PROBLEM DESCRIPTION: Everything in the listing beneath must be transcribed exactly.

-- Opening Marker --

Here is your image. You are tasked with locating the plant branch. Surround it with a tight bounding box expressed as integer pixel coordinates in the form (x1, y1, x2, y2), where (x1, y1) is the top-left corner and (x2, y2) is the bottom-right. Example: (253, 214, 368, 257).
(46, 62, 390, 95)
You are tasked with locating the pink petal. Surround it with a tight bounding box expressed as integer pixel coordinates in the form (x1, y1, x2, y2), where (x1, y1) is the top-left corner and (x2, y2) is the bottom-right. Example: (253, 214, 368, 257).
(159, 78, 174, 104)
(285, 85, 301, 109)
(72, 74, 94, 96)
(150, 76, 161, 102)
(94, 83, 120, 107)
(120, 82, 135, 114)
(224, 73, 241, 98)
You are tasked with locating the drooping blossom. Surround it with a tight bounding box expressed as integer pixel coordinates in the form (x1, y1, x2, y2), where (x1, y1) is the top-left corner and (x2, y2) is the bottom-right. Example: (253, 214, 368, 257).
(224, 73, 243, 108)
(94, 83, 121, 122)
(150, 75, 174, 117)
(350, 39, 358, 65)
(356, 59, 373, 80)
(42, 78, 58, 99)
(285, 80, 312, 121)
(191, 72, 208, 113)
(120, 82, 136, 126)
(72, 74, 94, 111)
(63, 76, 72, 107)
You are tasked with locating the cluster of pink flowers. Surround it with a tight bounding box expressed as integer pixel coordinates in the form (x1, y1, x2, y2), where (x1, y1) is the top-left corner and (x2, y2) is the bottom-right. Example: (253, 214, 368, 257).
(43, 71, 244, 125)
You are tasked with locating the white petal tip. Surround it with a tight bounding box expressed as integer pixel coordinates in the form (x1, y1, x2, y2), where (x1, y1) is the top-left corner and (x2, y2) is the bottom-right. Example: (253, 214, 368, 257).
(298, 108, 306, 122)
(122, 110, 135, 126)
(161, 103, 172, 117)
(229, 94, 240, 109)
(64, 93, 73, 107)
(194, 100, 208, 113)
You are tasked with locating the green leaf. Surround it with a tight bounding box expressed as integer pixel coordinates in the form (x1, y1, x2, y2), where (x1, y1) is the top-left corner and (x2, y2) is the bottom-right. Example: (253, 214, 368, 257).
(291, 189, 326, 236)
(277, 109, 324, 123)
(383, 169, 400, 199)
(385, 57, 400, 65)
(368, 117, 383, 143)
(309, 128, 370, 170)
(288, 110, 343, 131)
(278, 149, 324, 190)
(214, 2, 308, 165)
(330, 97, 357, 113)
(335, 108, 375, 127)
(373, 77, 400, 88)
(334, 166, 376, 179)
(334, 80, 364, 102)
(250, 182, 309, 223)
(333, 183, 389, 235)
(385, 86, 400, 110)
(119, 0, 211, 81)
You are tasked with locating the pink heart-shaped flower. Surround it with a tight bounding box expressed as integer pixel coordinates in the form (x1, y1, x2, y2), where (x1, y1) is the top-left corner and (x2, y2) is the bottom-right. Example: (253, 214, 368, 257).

-- Closing Marker --

ANSWER BOX:
Here is your image. You are tasked with locating the plant branch. Surround it with a tight bounding box expressed as integer pixel coordinates in the form (x1, y1, x2, y2), where (x1, y1) is the top-left corner and (x2, y2) is the bottom-right. Example: (253, 214, 368, 257).
(46, 62, 390, 95)
You are tasked with locating the pink petal. Surround it with a tight bounding box expressed as integer pixel coordinates in the form (x1, y1, x2, y2), where (x1, y1) is the top-left corner and (x2, y2) is the bottom-right. Example: (253, 214, 368, 257).
(159, 78, 174, 104)
(285, 85, 301, 109)
(72, 74, 94, 96)
(150, 76, 161, 102)
(94, 83, 120, 107)
(120, 82, 135, 114)
(224, 73, 241, 98)
You are tasked with locating the drooping blossom. Surround it with a tight bounding box expressed as integer pixel coordinates in the form (x1, y1, x2, y2), where (x1, y1) is the top-left corner and (x2, y2) is the bottom-right. Example: (253, 214, 368, 257).
(224, 73, 243, 108)
(94, 83, 121, 122)
(150, 75, 174, 117)
(350, 39, 358, 65)
(356, 59, 373, 80)
(42, 78, 58, 99)
(285, 80, 312, 121)
(191, 72, 208, 113)
(120, 82, 136, 126)
(72, 74, 94, 111)
(63, 76, 72, 107)
You are tasked with locating the cluster of pink flowers. Surround it with a tight bounding box expressed as integer pixel coordinates in the form (x1, y1, x2, y2), where (x1, y1) is the top-left corner and (x2, y2) is the bottom-right. Example: (253, 214, 368, 257).
(43, 71, 244, 125)
You are tasked with locating the white petal tip. Surround it with a tight bounding box expressed as integer pixel coordinates in the form (x1, y1, x2, y2), where (x1, y1) is the top-left corner and (x2, y2) is the bottom-right. Example: (253, 214, 368, 257).
(298, 108, 306, 122)
(122, 110, 135, 126)
(161, 103, 172, 117)
(229, 94, 240, 109)
(64, 93, 73, 107)
(194, 100, 208, 113)
You are tasked with locating the green leaf. Surround it with a tight bounding box expressed as integer pixel coordinates in the form (x1, y1, x2, y2), where (x1, y1) is the top-left corner and (x2, y2) is the bottom-right. Example: (253, 214, 368, 257).
(291, 189, 326, 236)
(277, 109, 324, 123)
(383, 169, 400, 199)
(385, 57, 400, 65)
(368, 117, 383, 143)
(309, 128, 370, 170)
(288, 110, 343, 131)
(278, 149, 324, 190)
(214, 2, 308, 165)
(330, 97, 357, 113)
(335, 108, 375, 127)
(373, 77, 400, 88)
(334, 166, 376, 179)
(334, 80, 364, 102)
(250, 182, 309, 223)
(333, 183, 389, 235)
(385, 86, 400, 110)
(119, 0, 211, 81)
You are tasked with locating the pink heart-shaped flower. Surround it with a tight bounding box expressed as integer pixel coordinates in the form (x1, y1, x2, y2), where (x1, y1) is the top-left corner and (x2, y2) is the bottom-right. Example: (253, 214, 368, 257).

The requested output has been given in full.